Objective —
Copy the records from their start through the line containing "[(3, 38), (46, 33)]", requests included, and scale every point coordinate in the answers by 2.6, rounding to whole numbers with halves going up. Leave the numbers in the requests and their format samples unchanged.

--- --- ---

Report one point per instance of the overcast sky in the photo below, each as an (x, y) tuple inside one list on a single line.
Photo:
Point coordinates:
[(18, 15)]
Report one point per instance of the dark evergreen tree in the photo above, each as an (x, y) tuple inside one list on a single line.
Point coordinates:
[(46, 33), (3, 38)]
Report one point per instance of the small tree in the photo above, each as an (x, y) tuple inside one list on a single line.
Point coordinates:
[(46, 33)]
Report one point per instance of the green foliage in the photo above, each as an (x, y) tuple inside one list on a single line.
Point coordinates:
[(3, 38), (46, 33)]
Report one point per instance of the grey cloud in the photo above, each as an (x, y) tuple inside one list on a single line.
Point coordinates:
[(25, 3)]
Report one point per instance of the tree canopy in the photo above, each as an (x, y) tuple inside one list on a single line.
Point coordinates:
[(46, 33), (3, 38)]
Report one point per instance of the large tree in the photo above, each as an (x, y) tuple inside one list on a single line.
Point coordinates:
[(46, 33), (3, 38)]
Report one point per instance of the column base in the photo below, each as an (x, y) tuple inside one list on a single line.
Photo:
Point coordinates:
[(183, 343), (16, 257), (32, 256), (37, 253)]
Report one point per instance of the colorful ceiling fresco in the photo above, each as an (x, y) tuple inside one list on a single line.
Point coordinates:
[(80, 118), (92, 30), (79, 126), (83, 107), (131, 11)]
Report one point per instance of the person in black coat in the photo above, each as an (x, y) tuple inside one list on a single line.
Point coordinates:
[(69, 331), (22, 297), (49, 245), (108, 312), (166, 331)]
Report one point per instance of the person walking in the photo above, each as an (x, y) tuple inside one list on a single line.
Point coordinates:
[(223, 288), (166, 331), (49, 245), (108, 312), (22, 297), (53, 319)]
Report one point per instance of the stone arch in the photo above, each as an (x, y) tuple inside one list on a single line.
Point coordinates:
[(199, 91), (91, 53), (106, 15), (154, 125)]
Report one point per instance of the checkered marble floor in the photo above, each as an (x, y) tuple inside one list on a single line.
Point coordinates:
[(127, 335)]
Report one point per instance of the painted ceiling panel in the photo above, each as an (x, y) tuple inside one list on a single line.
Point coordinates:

--- --- ---

Response below —
Report one point per instance of the overcast sky in the photo below, each as an (x, y) tuple inside one list on a single line.
Photo:
Point coordinates:
[(47, 39)]
Report one point per instance of the dark evergreen tree in the photo above, each as an (x, y) tuple inside one list on a single line.
Point coordinates:
[(120, 86), (8, 99)]
Report one point per instance of the small tree in the photo above, each as an (x, y) tuple inside one list on a single line.
Point coordinates:
[(120, 86)]
Report one point per instance of the green foliage in the photo above, each as an (x, y) tuple inside one list on a single line.
Point coordinates:
[(8, 99), (120, 86)]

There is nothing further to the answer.